[EXERCISE DETAILS] Print the records exactly as given.

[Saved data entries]
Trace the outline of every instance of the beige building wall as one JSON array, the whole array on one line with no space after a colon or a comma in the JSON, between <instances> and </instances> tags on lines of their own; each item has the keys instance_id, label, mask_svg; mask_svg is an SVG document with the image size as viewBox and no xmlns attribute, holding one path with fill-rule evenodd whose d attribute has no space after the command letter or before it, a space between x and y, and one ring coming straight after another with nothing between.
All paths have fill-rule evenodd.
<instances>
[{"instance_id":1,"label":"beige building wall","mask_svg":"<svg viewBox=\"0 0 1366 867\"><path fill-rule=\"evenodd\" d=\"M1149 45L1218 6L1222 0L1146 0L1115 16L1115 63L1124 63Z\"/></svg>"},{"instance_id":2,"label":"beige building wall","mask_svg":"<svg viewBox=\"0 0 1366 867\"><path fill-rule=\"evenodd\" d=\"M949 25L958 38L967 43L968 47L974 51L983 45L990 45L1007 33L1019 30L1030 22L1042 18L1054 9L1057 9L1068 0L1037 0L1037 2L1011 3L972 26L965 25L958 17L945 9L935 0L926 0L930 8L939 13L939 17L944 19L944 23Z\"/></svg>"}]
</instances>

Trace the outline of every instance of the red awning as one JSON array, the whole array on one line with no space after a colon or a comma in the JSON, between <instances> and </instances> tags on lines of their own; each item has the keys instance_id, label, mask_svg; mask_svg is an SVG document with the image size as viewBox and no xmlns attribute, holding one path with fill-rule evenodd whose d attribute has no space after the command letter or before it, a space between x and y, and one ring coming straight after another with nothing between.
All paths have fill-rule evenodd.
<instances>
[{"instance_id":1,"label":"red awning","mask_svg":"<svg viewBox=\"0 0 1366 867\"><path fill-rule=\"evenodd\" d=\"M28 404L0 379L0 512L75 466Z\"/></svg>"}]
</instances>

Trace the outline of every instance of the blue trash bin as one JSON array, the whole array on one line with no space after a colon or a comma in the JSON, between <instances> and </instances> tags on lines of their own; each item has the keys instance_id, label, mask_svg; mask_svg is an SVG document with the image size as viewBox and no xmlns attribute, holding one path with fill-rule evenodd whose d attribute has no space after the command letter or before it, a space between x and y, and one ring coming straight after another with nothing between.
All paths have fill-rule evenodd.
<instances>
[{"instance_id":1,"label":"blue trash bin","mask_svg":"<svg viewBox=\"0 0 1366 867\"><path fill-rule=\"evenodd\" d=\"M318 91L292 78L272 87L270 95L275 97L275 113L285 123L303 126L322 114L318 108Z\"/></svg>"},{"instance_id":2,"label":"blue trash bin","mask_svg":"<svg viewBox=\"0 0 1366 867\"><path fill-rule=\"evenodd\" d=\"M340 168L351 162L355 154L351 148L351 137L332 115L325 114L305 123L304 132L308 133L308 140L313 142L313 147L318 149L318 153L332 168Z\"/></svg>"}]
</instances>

[OUTPUT OF THE EXERCISE]
Trace the outline of every instance of the beige building wall as one JSON array, the whole array on one line with no space after a colon or a comma in the JSON, between <instances> and </instances> tags on lines of their own; each item has the keys instance_id, label, mask_svg; mask_svg is an SVG document with the image size as viewBox and no xmlns attribute, holding one path with fill-rule evenodd whose d attribute has no space after the command letter or before it, a space between x and y, and one ring coming straight after another with nothing between.
All paths have fill-rule evenodd.
<instances>
[{"instance_id":1,"label":"beige building wall","mask_svg":"<svg viewBox=\"0 0 1366 867\"><path fill-rule=\"evenodd\" d=\"M1149 45L1218 6L1222 0L1146 0L1115 16L1115 63L1124 63Z\"/></svg>"},{"instance_id":2,"label":"beige building wall","mask_svg":"<svg viewBox=\"0 0 1366 867\"><path fill-rule=\"evenodd\" d=\"M949 25L958 38L967 43L968 47L974 51L983 45L990 45L1007 33L1019 30L1030 22L1042 18L1054 9L1057 9L1068 0L1037 0L1037 2L1011 3L972 26L965 25L958 17L945 9L935 0L926 0L930 8L939 13L939 17L944 19L944 23Z\"/></svg>"}]
</instances>

Trace the outline of every instance of the red awning as one JSON array, the whole array on one line with no space after a colon or a comma in the JSON, between <instances> and </instances> tags on lines of their own; each item has the keys instance_id, label, mask_svg; mask_svg is an SVG document with the image size as viewBox and no xmlns attribute, holding one path with fill-rule evenodd whose d attribute has no space after the command letter or before it, a space between x and y, and one ring coming straight after another with nothing between.
All paths have fill-rule evenodd.
<instances>
[{"instance_id":1,"label":"red awning","mask_svg":"<svg viewBox=\"0 0 1366 867\"><path fill-rule=\"evenodd\" d=\"M28 404L0 379L0 512L75 466Z\"/></svg>"}]
</instances>

Trace the outline of every instance of the blue trash bin as one JSON array, the whole array on one line with no space after a colon or a comma in the JSON, between <instances> and </instances> tags on lines of their own; each item has the keys instance_id, label, mask_svg; mask_svg is an SVG document with the image size as viewBox and no xmlns attribute, holding one path with fill-rule evenodd whose d attribute has no space after the command letter or before it, a space between x and y, and one ring coming straight after another with nothing between.
All paths have fill-rule evenodd.
<instances>
[{"instance_id":1,"label":"blue trash bin","mask_svg":"<svg viewBox=\"0 0 1366 867\"><path fill-rule=\"evenodd\" d=\"M318 91L292 78L272 87L270 95L275 97L275 113L285 123L303 126L322 114L318 108Z\"/></svg>"},{"instance_id":2,"label":"blue trash bin","mask_svg":"<svg viewBox=\"0 0 1366 867\"><path fill-rule=\"evenodd\" d=\"M340 168L351 162L355 154L351 148L351 137L332 115L325 114L305 123L304 132L308 133L308 140L313 142L313 147L318 149L318 153L332 168Z\"/></svg>"}]
</instances>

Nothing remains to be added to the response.